Nothing will be restrained from them, which they imagine to do
A while back, Erik Bader wrote on Google+:
I finally dug out my beat up old 1st ed PHB for a decades-later reread and I was surprised to realize most of the rules to actually play the game aren’t in there! You can’t really roll up a character (the instructions it says are in the DMG) and you can’t hit a monster (again, in the DMG).
Now, the DMG didn’t come out for what… a year or more later, correct? What the heck did players in 1978 do with this book in the meantime?
As I recall, the only piece of information really necessary from the DMG for creating characters was how to roll stats, and I expect players in 1978 just continued to roll stats however they rolled them before, probably without even noticing it was missing. I know I had trouble separating “what we did” with “what the rules were” back then whenever playing in a new game group.
I came a little after 1978, but had a limited budget. So our group used Holmes (our DM, who introduced us to the game, already had it) and the PHB1, and never noticed anything odd with that. At the time, we were overcome by a spirit of discovery and creation. It was all about “what can we do next”, not “what’s holding us back.” We barely if at all noticed anything holding us back.
It wasn’t just us in our little gaming subculture that people felt that way; it was in many ways a spirit of the times. Many of my friends were out in their garages forcing their cars to do things the manufacturers never intended them to do. In Ham Radio and CB Radio no rig was complete without some customization to take it up to 11.
And, closer to home, it was very much a programmer’s perspective, and of course many of us were also amateur programmers at the time, on a TRS-80 Model I, Apple ][, Atari 400, Commodore 64, TI99/4 or so on. Those computers really couldn’t do much, but that’s not the way we looked at them. We were always on the lookout for what more can we do? It’s absolutely amazing the kind of video game clones we got on those old computers. The TRS-80 Model I was black and white, with 128x48 “pixels”—that’s like playing a game on a four-tenths-inch by one-tench-inch square of my current mobile phone—and yet we managed to have fun playing Pac-Man clones, Armored Patrol clones, Space Invaders, and much more.

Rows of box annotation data

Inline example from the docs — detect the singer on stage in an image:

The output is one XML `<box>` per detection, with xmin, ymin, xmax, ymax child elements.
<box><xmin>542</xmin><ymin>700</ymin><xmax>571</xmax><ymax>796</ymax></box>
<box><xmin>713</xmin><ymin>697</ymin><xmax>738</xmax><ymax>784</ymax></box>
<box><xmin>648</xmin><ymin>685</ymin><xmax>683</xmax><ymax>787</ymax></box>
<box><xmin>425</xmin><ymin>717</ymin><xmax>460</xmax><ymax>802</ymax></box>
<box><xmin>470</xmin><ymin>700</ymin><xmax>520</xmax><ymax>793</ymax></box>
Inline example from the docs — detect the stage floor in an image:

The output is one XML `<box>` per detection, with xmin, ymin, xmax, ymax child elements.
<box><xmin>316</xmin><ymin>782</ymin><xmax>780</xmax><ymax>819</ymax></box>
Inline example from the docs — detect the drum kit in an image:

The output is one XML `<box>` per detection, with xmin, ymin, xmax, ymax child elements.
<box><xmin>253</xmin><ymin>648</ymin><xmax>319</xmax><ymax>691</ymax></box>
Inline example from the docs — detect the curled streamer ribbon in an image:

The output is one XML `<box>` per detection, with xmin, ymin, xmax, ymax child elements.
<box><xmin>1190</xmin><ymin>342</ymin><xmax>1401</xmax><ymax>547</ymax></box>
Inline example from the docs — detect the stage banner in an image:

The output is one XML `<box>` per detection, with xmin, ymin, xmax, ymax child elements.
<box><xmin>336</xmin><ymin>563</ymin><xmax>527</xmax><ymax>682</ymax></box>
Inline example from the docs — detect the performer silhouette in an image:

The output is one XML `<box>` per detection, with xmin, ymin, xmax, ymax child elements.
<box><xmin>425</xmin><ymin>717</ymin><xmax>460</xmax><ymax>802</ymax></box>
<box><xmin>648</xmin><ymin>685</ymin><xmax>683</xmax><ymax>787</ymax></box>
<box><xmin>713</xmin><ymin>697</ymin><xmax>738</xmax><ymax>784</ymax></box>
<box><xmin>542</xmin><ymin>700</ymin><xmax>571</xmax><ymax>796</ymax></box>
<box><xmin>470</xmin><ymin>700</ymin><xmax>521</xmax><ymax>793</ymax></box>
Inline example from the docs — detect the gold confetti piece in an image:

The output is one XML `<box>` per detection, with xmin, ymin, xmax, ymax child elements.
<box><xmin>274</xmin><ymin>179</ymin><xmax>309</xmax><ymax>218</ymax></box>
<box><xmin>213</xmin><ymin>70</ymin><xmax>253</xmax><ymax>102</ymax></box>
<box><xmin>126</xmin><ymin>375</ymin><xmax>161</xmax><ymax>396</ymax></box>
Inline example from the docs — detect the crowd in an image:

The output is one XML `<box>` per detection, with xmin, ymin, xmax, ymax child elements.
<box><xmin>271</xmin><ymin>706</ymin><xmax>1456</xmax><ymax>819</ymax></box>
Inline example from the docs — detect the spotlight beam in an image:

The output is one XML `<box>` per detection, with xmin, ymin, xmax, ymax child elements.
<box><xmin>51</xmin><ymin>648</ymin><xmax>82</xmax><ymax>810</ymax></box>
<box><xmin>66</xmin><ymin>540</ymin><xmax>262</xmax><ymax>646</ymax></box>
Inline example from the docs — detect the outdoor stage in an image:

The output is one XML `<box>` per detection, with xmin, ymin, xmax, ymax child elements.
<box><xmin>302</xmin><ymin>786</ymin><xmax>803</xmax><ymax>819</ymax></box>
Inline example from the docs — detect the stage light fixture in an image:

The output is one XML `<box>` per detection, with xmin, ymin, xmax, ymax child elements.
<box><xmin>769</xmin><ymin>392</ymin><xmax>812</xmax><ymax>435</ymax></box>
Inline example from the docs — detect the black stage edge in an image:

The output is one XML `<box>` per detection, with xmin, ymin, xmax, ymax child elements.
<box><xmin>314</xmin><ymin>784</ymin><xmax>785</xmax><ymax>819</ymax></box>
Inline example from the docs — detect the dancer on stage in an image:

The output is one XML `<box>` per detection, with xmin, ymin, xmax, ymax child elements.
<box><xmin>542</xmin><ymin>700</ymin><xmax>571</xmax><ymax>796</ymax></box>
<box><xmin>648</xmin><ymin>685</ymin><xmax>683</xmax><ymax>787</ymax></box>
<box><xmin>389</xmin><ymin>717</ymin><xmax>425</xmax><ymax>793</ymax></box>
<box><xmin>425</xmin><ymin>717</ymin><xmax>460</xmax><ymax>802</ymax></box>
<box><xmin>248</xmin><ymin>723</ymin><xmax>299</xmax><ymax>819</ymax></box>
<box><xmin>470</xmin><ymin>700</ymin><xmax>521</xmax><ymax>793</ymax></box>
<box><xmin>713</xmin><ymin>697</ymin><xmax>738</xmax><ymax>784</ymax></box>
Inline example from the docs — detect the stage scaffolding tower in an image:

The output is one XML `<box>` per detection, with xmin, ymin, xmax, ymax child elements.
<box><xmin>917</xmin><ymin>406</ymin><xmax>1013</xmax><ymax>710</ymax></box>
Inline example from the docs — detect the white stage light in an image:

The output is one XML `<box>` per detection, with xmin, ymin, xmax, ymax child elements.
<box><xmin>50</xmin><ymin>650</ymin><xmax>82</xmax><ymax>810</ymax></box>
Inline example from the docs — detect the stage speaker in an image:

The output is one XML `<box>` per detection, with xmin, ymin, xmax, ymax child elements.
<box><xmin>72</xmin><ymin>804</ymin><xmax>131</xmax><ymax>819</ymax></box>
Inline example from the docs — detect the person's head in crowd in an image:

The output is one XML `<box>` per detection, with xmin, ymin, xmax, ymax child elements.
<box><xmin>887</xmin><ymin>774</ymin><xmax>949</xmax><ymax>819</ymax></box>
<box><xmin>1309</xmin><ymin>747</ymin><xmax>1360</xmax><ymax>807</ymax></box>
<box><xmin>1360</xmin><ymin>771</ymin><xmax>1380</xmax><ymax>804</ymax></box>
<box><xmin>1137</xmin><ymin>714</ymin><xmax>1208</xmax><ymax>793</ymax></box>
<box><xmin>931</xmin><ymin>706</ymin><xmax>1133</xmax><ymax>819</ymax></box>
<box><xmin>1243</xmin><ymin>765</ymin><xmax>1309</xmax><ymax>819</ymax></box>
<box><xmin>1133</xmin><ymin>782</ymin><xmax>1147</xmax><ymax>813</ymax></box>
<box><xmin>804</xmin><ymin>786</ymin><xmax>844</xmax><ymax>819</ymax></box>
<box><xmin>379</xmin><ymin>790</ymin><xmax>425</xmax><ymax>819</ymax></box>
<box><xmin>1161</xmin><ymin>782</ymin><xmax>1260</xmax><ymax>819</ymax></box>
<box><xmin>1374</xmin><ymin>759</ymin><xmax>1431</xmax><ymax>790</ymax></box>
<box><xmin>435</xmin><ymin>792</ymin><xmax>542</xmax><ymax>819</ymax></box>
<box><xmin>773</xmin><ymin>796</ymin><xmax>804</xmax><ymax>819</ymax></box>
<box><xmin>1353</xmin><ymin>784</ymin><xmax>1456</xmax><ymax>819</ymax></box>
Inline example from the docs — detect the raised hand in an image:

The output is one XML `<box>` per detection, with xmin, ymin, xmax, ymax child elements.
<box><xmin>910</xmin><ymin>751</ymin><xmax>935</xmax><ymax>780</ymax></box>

#### WHAT THE TASK ASKS
Please reproduce verbatim the passage of the text on early tabletop gaming that opens with the words containing "As I recall, the" and closes with "new game group.".

#### COMPLETE RESPONSE
As I recall, the only piece of information really necessary from the DMG for creating characters was how to roll stats, and I expect players in 1978 just continued to roll stats however they rolled them before, probably without even noticing it was missing. I know I had trouble separating “what we did” with “what the rules were” back then whenever playing in a new game group.